Objective:
Present the lines starting at the one containing "Where can the rock" and ending at the one containing "Target: rock in water" as a Markdown table with the columns Row and Text, omitting blank lines.

Data to use:
►

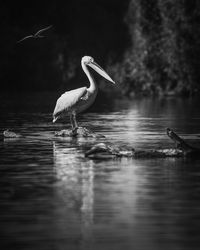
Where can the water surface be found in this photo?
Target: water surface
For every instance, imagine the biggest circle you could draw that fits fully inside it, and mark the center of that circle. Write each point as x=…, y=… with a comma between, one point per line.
x=52, y=197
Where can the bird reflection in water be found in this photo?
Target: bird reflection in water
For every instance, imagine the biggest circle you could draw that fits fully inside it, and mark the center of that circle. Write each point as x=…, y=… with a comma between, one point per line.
x=75, y=189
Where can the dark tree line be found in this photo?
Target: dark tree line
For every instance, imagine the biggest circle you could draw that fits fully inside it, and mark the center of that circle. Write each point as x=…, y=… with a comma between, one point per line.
x=164, y=54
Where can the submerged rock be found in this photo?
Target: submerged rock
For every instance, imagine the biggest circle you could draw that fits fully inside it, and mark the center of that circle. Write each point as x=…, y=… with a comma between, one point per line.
x=10, y=134
x=182, y=149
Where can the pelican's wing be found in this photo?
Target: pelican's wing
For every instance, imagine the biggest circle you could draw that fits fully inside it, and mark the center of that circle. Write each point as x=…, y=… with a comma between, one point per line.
x=68, y=100
x=26, y=37
x=42, y=30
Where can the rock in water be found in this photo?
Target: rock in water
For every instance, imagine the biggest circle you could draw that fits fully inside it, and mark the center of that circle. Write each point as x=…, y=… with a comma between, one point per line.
x=79, y=132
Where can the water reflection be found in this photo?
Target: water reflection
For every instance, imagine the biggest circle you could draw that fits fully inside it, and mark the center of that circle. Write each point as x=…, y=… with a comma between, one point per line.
x=76, y=187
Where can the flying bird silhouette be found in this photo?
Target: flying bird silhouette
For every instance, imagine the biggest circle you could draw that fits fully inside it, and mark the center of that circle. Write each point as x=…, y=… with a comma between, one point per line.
x=36, y=35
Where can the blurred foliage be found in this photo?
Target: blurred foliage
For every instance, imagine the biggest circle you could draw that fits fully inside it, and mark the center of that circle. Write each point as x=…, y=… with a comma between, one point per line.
x=164, y=54
x=147, y=46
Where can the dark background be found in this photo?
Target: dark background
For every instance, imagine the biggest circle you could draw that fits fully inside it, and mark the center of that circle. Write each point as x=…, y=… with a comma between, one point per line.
x=147, y=46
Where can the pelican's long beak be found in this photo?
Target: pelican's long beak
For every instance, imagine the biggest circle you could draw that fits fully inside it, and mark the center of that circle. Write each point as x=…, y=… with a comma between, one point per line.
x=101, y=71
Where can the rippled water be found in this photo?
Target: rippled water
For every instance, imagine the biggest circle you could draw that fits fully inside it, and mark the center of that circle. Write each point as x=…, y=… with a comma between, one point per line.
x=52, y=197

◄

Output below:
| Row | Text |
|---|---|
| 1 | Where can the rock in water be found in this photo? |
| 2 | Target: rock in water |